* **MATERIAL PROVIDED**:
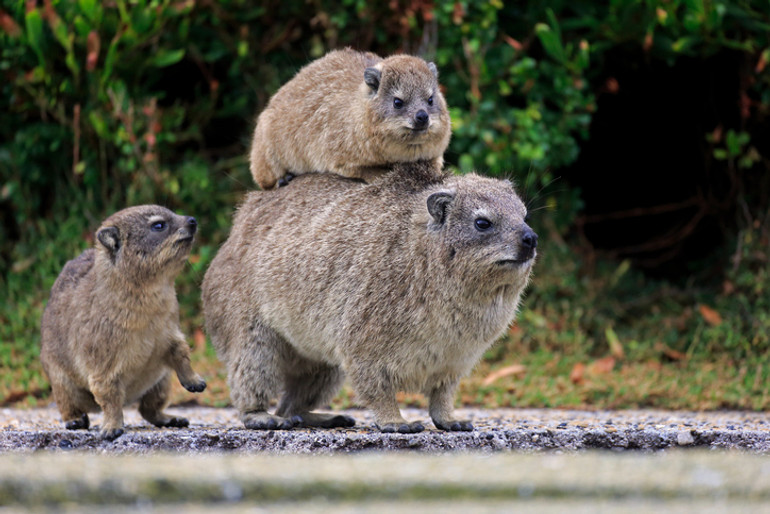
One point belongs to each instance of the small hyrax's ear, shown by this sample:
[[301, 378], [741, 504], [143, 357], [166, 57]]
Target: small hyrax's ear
[[433, 69], [372, 78], [438, 203], [110, 238]]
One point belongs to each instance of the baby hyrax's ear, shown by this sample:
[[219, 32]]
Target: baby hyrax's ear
[[110, 239], [433, 69], [438, 205], [372, 78]]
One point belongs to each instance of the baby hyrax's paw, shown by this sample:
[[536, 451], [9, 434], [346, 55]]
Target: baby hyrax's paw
[[110, 434], [195, 386], [454, 425], [402, 428]]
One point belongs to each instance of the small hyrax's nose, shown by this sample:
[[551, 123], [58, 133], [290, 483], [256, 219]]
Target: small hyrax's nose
[[529, 239]]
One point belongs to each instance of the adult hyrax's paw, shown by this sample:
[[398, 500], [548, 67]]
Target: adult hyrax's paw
[[196, 386], [454, 425], [110, 434], [172, 422], [402, 428], [81, 423], [317, 420], [265, 421]]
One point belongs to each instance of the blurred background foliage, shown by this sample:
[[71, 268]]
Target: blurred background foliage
[[636, 130]]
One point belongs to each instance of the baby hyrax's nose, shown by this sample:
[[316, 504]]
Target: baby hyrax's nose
[[529, 239], [191, 224]]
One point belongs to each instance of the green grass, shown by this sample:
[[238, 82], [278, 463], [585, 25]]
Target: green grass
[[599, 336]]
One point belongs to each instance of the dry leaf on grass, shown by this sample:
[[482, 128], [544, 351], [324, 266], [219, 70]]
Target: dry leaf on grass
[[513, 369]]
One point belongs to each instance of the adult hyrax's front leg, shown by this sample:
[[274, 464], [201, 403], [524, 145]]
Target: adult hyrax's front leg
[[379, 394], [442, 408], [254, 376], [153, 402], [110, 396], [178, 359]]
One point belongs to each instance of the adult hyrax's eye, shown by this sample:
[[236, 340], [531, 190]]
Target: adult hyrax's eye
[[482, 224]]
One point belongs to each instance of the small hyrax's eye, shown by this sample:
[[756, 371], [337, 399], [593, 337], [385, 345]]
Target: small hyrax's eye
[[483, 224]]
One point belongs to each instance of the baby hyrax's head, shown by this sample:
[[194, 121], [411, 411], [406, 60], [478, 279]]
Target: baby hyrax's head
[[483, 230], [406, 98], [146, 242]]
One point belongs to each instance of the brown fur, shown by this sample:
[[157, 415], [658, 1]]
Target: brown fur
[[391, 283], [110, 331], [327, 118]]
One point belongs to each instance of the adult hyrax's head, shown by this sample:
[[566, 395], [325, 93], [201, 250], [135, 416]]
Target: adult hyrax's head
[[481, 224], [146, 242], [407, 101]]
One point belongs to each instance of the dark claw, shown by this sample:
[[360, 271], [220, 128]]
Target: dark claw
[[78, 424], [111, 435], [195, 387]]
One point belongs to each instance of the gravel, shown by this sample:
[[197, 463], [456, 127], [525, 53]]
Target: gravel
[[499, 429]]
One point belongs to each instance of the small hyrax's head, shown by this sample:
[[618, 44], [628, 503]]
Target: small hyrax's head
[[405, 93], [481, 222], [146, 242]]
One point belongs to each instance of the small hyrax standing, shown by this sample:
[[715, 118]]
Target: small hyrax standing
[[110, 331], [351, 113], [401, 284]]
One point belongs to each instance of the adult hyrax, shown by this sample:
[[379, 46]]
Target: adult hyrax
[[351, 113], [110, 331], [401, 284]]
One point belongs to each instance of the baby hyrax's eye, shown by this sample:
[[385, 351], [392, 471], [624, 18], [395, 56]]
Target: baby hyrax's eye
[[482, 224]]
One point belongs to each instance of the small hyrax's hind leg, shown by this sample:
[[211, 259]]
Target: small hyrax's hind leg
[[308, 385], [442, 408], [153, 402], [254, 376], [178, 358]]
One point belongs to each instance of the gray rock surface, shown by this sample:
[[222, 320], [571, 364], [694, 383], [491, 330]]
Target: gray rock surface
[[500, 429]]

* **WORK INSTRUCTION**:
Each line above should be output exactly, apart from the pictures.

* **RESPONSE TO THIS EXERCISE**:
One point belongs to each instance of the small hyrax's ear, shown by this sample:
[[301, 378], [741, 504], [143, 357], [166, 57]]
Target: small hyrax's ear
[[433, 69], [372, 78], [438, 203], [110, 238]]
One point belongs to each instance of the baby hyrax's ear, shown by this sample:
[[219, 32]]
Target: baby hyrax's ear
[[110, 239], [433, 69], [438, 205], [372, 78]]
One point belongs to each instance of the baby hyrax's paw, shown by this sample:
[[536, 451], [9, 434], [346, 55]]
Target: baby hyrax's paw
[[110, 434], [195, 386], [454, 425], [402, 428]]
One point belongs to each instance of the small hyrax's nose, shown by this sample:
[[551, 123], [58, 133], [290, 483], [256, 219]]
Target: small hyrax's nose
[[529, 239]]
One point belongs to each instance of the adult hyrax's paw, shown by this sample:
[[398, 500], [548, 67]]
Target: adult hyrax's paw
[[196, 386], [454, 425], [110, 434], [172, 422], [402, 428], [81, 423], [317, 420], [265, 421]]
One point belongs to each instance of the blurred background foliage, shown by this sample:
[[71, 268]]
Target: blurred background foliage
[[636, 130]]
One point belongs to each instance of the baby hyrax's nose, shown by this sample:
[[316, 504]]
Target: baby hyrax's nose
[[529, 239], [191, 224]]
One point belongs to each instance of the green grass, shown by this sample:
[[238, 82], [278, 463], [585, 25]]
Target: green grass
[[599, 336]]
One point belongs to each instance of the dry leaf on grass, shown by this sample:
[[482, 128], [544, 351], [324, 266], [219, 70]]
Target: dry leaf on grass
[[513, 369]]
One point belongs to each instance of the adult hyrax's front leg, shown by this sample:
[[274, 464], [201, 403], [524, 145]]
Target: adult hyrax's front leg
[[379, 394], [442, 408], [254, 376], [153, 402], [110, 396], [178, 359]]
One point belongs to each instance of the adult hyrax's eye, shown by this sample:
[[236, 340], [531, 190]]
Target: adult hyrax's eye
[[482, 224]]
One point belongs to each instance of the small hyrax's eye, shown by this sample:
[[756, 371], [337, 399], [593, 337], [385, 345]]
Target: small hyrax's eye
[[483, 224]]
One point belongs to each instance of the baby hyrax's head, shown by this sample:
[[194, 121], [411, 411], [406, 60], [478, 279]]
Target: baby hyrax's head
[[483, 230], [406, 98], [146, 242]]
One point belongs to each instance of the brown fur, shown by this sample:
[[157, 415], [658, 1]]
Target: brown fur
[[391, 283], [110, 331], [327, 118]]
One point belongs to each instance of the adult hyrax's head, shown by this sample:
[[566, 395], [325, 93], [201, 250], [135, 416]]
Target: adult hyrax's head
[[481, 224], [146, 242], [407, 101]]
One point belongs to each instance of the dark claw, shown by this sample:
[[360, 271], [220, 128]]
Target: dark claw
[[78, 424], [111, 435], [195, 387]]
One point belongs to each instance of the gravel, shown by this sample:
[[197, 463], [456, 127], [525, 53]]
Target: gravel
[[499, 429]]
One point belongs to each instance of the small hyrax's head, shown by this sample:
[[618, 44], [628, 503]]
Target: small hyrax's head
[[405, 93], [481, 222], [146, 242]]
One point belongs to each instance of the small hyrax standing, shown by this sample:
[[715, 118]]
Target: small hyrax standing
[[110, 331], [351, 113], [401, 284]]
One point belongs to each instance of the adult hyrax, shown by this sample:
[[379, 46]]
Target: adult hyrax
[[351, 113], [110, 331], [401, 284]]
One point belongs to each instance of the baby hyrax's eye, shown by this sample:
[[385, 351], [392, 471], [624, 18], [395, 56]]
Target: baby hyrax's eye
[[482, 224]]
One point belongs to each instance of the small hyrax's hind leg, shown by this sample:
[[211, 259]]
Target: small hyrax's hind leg
[[308, 385], [442, 408], [153, 402], [254, 376], [178, 358]]
One point belongs to each instance of the gray rock surface, shown by this sample:
[[222, 320], [571, 364], [694, 383], [491, 330]]
Target: gray rock surface
[[500, 429]]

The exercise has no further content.